Set problem> Rewrite the entries below, replacing each occurrence of "integer pixels" with "whole-number pixels" and leaving everything else unchanged.

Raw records
* * *
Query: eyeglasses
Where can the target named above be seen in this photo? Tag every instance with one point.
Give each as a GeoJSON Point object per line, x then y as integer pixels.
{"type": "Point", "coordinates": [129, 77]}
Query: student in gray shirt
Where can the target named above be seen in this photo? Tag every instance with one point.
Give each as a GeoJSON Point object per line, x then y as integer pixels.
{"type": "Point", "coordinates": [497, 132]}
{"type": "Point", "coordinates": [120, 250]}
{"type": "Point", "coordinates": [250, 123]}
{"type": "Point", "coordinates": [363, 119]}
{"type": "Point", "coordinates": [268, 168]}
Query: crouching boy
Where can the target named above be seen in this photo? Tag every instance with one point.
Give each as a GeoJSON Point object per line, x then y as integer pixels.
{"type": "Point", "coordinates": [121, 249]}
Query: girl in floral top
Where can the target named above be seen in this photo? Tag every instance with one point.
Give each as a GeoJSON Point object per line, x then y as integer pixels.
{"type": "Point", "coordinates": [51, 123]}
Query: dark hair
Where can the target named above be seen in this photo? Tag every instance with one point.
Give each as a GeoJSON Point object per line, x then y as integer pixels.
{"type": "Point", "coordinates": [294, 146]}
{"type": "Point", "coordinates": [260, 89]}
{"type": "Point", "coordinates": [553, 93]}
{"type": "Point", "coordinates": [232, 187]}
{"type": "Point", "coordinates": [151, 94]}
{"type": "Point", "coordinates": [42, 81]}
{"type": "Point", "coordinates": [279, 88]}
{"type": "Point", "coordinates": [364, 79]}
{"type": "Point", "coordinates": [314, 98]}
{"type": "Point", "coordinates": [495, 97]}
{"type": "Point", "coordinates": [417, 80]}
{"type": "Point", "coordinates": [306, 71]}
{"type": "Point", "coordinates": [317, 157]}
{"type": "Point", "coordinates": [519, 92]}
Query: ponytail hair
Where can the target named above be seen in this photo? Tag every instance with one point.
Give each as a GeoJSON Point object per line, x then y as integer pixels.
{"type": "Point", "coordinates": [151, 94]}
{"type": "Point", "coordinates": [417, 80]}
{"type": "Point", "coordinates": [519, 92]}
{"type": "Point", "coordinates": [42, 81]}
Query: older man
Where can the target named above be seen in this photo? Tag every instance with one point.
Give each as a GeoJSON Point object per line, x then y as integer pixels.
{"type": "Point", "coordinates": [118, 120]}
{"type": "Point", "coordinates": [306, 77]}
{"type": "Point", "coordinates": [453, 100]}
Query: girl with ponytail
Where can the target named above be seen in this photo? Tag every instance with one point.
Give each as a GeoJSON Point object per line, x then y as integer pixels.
* * *
Response to this exercise>
Query: eyeglasses
Where can the target named above be seen in this photo? Tag every instance with one point.
Give each as a GeoJSON Point object per line, x then y as whole-number pixels.
{"type": "Point", "coordinates": [129, 77]}
Query: student in gray shirt
Where can the target named above be seen in this photo? Tag every instance with one point.
Give each as a GeoJSON Point object per line, x then y as whole-number pixels.
{"type": "Point", "coordinates": [497, 132]}
{"type": "Point", "coordinates": [120, 250]}
{"type": "Point", "coordinates": [250, 123]}
{"type": "Point", "coordinates": [363, 119]}
{"type": "Point", "coordinates": [268, 168]}
Query: crouching boy
Where can the target named above be seen in this photo? Tag every instance with one point.
Give each as a GeoJSON Point object per line, x then y as whole-number pixels.
{"type": "Point", "coordinates": [121, 249]}
Query: girl in floral top
Where can the target named above be seen in this photo? Tag every instance with one point.
Give each as a GeoJSON Point object per line, x then y as whole-number pixels.
{"type": "Point", "coordinates": [51, 123]}
Query: dark hair
Where can the target named above be seen in this photo? Tag every instance with one point.
Give each as a GeoJSON Point object per line, x then y as whole-number pixels.
{"type": "Point", "coordinates": [294, 146]}
{"type": "Point", "coordinates": [260, 89]}
{"type": "Point", "coordinates": [553, 93]}
{"type": "Point", "coordinates": [232, 187]}
{"type": "Point", "coordinates": [151, 94]}
{"type": "Point", "coordinates": [42, 81]}
{"type": "Point", "coordinates": [279, 88]}
{"type": "Point", "coordinates": [364, 79]}
{"type": "Point", "coordinates": [314, 98]}
{"type": "Point", "coordinates": [495, 97]}
{"type": "Point", "coordinates": [417, 80]}
{"type": "Point", "coordinates": [306, 71]}
{"type": "Point", "coordinates": [317, 157]}
{"type": "Point", "coordinates": [519, 92]}
Query: ponytail hair
Where can the target named above be seen in this photo? Tag every instance with one point.
Give each as a GeoJSON Point object per line, x then y as whole-number pixels.
{"type": "Point", "coordinates": [151, 94]}
{"type": "Point", "coordinates": [417, 80]}
{"type": "Point", "coordinates": [519, 92]}
{"type": "Point", "coordinates": [42, 81]}
Query: older man
Where can the target named above be seen in this photo? Tag every instance with one point.
Give each as a GeoJSON Point object per line, x then y as whole-number pixels.
{"type": "Point", "coordinates": [118, 120]}
{"type": "Point", "coordinates": [306, 77]}
{"type": "Point", "coordinates": [453, 100]}
Query: girl with ponytail
Where can the target named above be seen in this photo? Tag every instance with one point.
Give each as a GeoJSON Point object per line, x then y as whole-number pixels.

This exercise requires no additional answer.